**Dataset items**
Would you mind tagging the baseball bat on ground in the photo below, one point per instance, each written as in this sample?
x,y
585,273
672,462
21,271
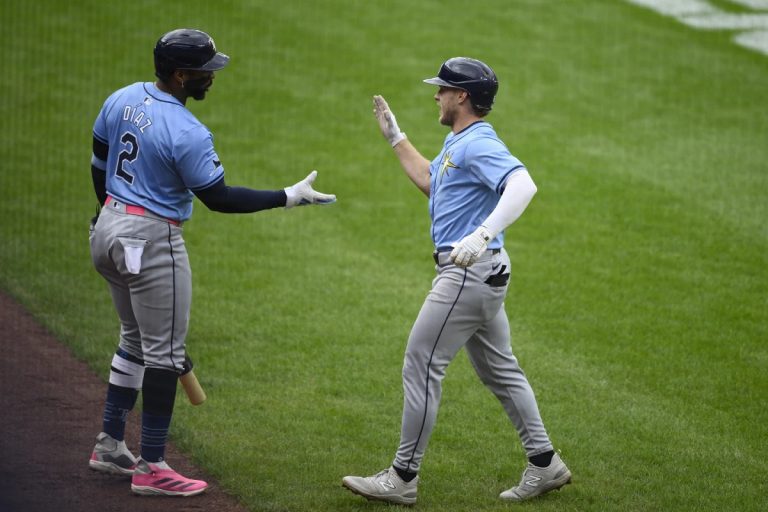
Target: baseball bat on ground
x,y
191,386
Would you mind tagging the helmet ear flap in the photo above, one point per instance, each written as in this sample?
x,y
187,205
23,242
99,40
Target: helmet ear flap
x,y
471,75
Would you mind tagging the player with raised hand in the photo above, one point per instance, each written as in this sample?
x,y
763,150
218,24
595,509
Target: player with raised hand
x,y
476,189
151,157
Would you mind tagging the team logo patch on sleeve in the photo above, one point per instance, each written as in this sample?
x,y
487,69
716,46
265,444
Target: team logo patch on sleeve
x,y
447,164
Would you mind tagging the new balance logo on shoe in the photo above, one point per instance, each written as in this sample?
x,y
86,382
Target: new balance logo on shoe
x,y
533,481
537,481
383,486
388,484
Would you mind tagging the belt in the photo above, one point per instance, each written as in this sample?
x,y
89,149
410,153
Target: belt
x,y
441,257
132,209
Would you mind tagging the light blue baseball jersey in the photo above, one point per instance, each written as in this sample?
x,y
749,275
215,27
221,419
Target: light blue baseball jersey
x,y
466,180
158,151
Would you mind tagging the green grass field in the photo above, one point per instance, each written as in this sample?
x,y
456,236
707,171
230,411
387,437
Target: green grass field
x,y
639,296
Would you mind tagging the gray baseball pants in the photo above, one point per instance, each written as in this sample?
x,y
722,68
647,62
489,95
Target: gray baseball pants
x,y
145,262
464,309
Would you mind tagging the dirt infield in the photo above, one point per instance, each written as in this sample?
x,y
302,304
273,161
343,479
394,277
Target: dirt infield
x,y
51,406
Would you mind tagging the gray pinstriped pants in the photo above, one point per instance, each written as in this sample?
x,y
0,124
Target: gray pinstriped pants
x,y
462,310
153,304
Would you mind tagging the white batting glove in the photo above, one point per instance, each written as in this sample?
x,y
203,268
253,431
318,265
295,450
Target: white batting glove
x,y
387,121
469,249
302,193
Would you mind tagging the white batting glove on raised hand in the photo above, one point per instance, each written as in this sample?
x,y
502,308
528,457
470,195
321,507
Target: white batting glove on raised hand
x,y
469,249
387,121
302,193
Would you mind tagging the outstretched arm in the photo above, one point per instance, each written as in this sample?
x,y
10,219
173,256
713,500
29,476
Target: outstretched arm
x,y
221,197
414,164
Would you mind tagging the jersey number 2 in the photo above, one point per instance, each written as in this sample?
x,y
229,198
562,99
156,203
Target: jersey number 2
x,y
128,154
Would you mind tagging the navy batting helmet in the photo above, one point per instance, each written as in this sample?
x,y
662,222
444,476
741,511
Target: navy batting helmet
x,y
471,75
186,48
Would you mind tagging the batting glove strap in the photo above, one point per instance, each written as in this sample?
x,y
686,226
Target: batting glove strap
x,y
302,193
397,139
469,249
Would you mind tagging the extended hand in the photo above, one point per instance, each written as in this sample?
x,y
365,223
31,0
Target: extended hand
x,y
302,193
466,252
387,121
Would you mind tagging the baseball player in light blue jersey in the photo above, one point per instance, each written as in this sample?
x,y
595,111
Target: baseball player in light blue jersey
x,y
476,189
151,157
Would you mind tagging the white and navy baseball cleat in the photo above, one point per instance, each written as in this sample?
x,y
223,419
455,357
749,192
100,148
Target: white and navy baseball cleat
x,y
537,481
383,486
111,456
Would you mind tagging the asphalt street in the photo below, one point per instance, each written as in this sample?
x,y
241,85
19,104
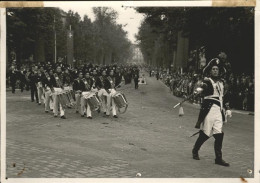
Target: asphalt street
x,y
149,139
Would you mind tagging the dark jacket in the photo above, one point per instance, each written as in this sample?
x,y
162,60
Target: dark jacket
x,y
207,104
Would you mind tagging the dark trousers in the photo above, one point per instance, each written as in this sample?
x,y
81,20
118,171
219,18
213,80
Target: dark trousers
x,y
34,92
22,85
13,86
136,85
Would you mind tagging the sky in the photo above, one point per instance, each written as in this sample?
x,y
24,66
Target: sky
x,y
126,16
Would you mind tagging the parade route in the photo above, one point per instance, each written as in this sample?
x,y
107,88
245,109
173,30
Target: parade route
x,y
150,139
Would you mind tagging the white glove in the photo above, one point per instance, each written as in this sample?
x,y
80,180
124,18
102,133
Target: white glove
x,y
229,113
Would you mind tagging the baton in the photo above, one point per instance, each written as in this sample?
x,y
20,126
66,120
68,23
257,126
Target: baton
x,y
182,101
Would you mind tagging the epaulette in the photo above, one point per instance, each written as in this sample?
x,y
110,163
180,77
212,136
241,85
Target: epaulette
x,y
206,78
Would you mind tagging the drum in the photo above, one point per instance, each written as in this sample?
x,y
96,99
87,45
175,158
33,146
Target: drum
x,y
120,100
93,102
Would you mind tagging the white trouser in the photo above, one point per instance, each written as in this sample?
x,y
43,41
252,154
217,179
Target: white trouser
x,y
77,106
84,105
57,103
110,100
68,89
48,101
213,121
40,94
102,94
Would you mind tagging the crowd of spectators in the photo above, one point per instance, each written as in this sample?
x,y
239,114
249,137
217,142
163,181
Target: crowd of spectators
x,y
239,88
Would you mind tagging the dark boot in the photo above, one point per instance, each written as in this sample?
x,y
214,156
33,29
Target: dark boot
x,y
201,139
218,149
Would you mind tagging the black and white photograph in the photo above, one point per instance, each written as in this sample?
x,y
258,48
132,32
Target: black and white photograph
x,y
130,92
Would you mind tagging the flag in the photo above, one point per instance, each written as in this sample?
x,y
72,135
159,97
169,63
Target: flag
x,y
70,48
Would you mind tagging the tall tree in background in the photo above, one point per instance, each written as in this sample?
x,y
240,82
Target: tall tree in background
x,y
218,29
30,31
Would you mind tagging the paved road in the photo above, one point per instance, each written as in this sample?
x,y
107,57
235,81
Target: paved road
x,y
150,138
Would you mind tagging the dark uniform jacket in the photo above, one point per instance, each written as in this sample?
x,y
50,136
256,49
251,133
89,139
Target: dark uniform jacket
x,y
88,82
100,81
207,104
78,84
109,83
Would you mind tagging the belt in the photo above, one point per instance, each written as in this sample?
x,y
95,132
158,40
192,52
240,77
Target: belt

**Problem to work on**
Exact copy, no pictures: reproduce every record above.

**Result**
Would you mind tagging the baseball bat on ground in the photo below, one point per instance, each written as in this sample?
x,y
585,273
672,462
21,271
Target: baseball bat on ground
x,y
191,386
Would you mind tagging the helmet ear flap in the photo above, one point per instance, each written as in this sample?
x,y
187,205
23,242
99,40
Target: helmet ear flap
x,y
471,75
Would you mind tagging the player with raised hand in the photo above, one point per instance, each written as in this sample?
x,y
763,150
218,24
595,509
Target: player with raised hand
x,y
476,189
151,157
Would you mind tagging the team logo patch on sleeve in the photo above, one point per instance, each written as in this sample?
x,y
487,69
716,46
265,444
Target: team logo patch on sleeve
x,y
447,164
Would you mind tagging the new balance logo on shoe in the photo above, one point per instance, each written as in this sample?
x,y
86,382
Target: new balance logo on shoe
x,y
533,481
537,481
383,486
388,484
Would you mind tagging the belt in the photo above, one point per instance, each written as in this sample?
x,y
89,149
410,153
Target: belt
x,y
441,257
132,209
Would you mind tagging the light blue baseball jersey in the photo above, one point per instance, each written as in this sample?
x,y
749,275
215,27
221,419
Target: light blue baseball jersey
x,y
466,180
158,151
Would you mind tagging the green grass field in the photo above, one point per instance, each written as in this sample?
x,y
456,236
707,171
230,411
387,437
Target: green grass field
x,y
639,296
Would you mind tagging the gray baseball pants in the photo above, one point per instance, each written as in this sample?
x,y
722,68
647,62
489,95
Target: gray baseball pants
x,y
145,262
464,309
Would you mind tagging the dirt infield in the photo above, one point per instance, each written as in this sample?
x,y
302,304
273,161
343,479
394,277
Target: dirt infield
x,y
51,406
Would you mind tagging the gray pinstriped pants in the photo above, one point per instance, each written as in this sample?
x,y
0,124
Target: gray pinstriped pants
x,y
462,310
153,304
Would you mind tagging the white batting glove in the photo above, one point per instance, each written as in this sample?
x,y
203,268
253,431
318,265
295,450
Target: white batting glove
x,y
387,121
469,249
302,193
Would you mind tagging the white batting glove on raised hand in the photo above, one point per instance, each written as in this sample?
x,y
502,308
528,457
470,195
321,507
Target: white batting glove on raised hand
x,y
469,249
387,121
302,193
Would you mind tagging the outstretched arm in the photo above, one point per instance, each written as in this sample?
x,y
10,219
173,256
713,500
29,476
Target: outstretched arm
x,y
221,197
414,164
Would you mind tagging the jersey number 2 in the photo above, one point per instance, each written as in this sample?
x,y
229,198
562,99
156,203
Target: jersey number 2
x,y
128,154
Would you mind tagging the navy batting helmet in the photo above, one point per instance, each written as in this sample?
x,y
662,222
444,476
741,511
Target: navy batting helmet
x,y
471,75
186,48
Would you mind tagging the batting glove strap in the photo above, one point per instance, each written as in this sample?
x,y
686,226
Target: batting glove strap
x,y
302,193
397,139
469,249
Would you mind tagging the extended hand in the photo above, one point per instance, each written as in this sample?
x,y
365,223
31,0
Target: extended hand
x,y
302,193
466,252
387,121
Would you mind tagging the baseball player in light blue jersey in the photo above, one point per instance, each written as in this sample?
x,y
595,111
Target: baseball player in light blue jersey
x,y
476,189
151,157
Would you mind tagging the white and navy baseball cleat in the photo above, one point per instance, each written as in this sample?
x,y
223,419
455,357
749,192
100,148
Target: white and navy baseball cleat
x,y
537,481
383,486
111,456
Would you mind tagging the asphalt street in the photo below, one point per instance, each written as in this sample?
x,y
241,85
19,104
Target: asphalt street
x,y
149,139
Would you mind tagging the dark jacket in the photo above, one point per instance, each written as in this sample?
x,y
162,60
Target: dark jacket
x,y
207,104
Would you mind tagging the dark trousers in the photo above, one point per instance, each written as in this sample?
x,y
81,20
118,171
219,18
213,80
Target: dark trousers
x,y
34,92
22,85
13,86
136,85
Would you mind tagging the sky in the photo above, one point per instance, each written as in this sample?
x,y
24,66
Target: sky
x,y
126,16
Would you mind tagging the parade route in the photo above, one point per instance, each written as in this sample?
x,y
107,88
245,109
173,30
Target: parade route
x,y
150,139
Would you mind tagging the white glove in the photo above, one point per instance, each written as in this sample?
x,y
80,180
124,18
102,133
Target: white glove
x,y
229,113
Would you mind tagging the baton in the photo above, one point per instance, each written as in this sample?
x,y
20,126
66,120
68,23
257,126
Target: baton
x,y
182,101
Would you mind tagging the epaulette in the photo above, one point per instance, each written as in this sample?
x,y
110,163
180,77
212,136
241,85
Target: epaulette
x,y
206,78
Would you mind tagging the drum in the photo above, one point per instance, each written as in this sample?
x,y
96,99
87,45
175,158
33,146
Target: drum
x,y
120,100
93,102
Would you mind tagging the white trouser in the photo above, one point per instance, each written as in this sample?
x,y
43,41
252,154
217,179
Target: white trouser
x,y
77,106
84,105
57,103
110,100
68,89
48,101
213,121
40,94
102,94
Would you mind tagging the crowd of spectators in the photo above, one point per instance, each written as in this sample?
x,y
239,114
249,137
217,142
163,181
Target: crowd of spectators
x,y
239,88
Would you mind tagging the dark boot in the photo above, one point per instance, each written as in this sample?
x,y
214,156
33,29
Target: dark boot
x,y
201,139
218,149
Would you mind tagging the black and white photograph in the photo above, one point per instance, each written as in this sample?
x,y
258,48
132,32
Target: black and white photograph
x,y
130,92
Would you mind tagging the flag in the photo above, one point per instance, each written as in this sample?
x,y
72,135
159,97
169,63
Target: flag
x,y
70,48
Would you mind tagging the tall tree in background in the photo above, one point per instance, each written as in this sample?
x,y
240,82
Target: tall tree in background
x,y
218,29
30,31
Would you mind tagging the paved road in the photo above, one point per instance, each written as in this sample?
x,y
107,57
235,81
Target: paved road
x,y
150,138
Would you mind tagging the dark uniform jacket in the photo above, one point per instance, each written as in this sample?
x,y
50,136
256,49
251,133
89,139
Target: dark uniform jacket
x,y
88,82
100,81
207,104
78,84
109,83
Would you mind tagging the belt in the photo above, one point per instance, each written as in this sample?
x,y
95,132
158,40
192,52
240,77
Target: belt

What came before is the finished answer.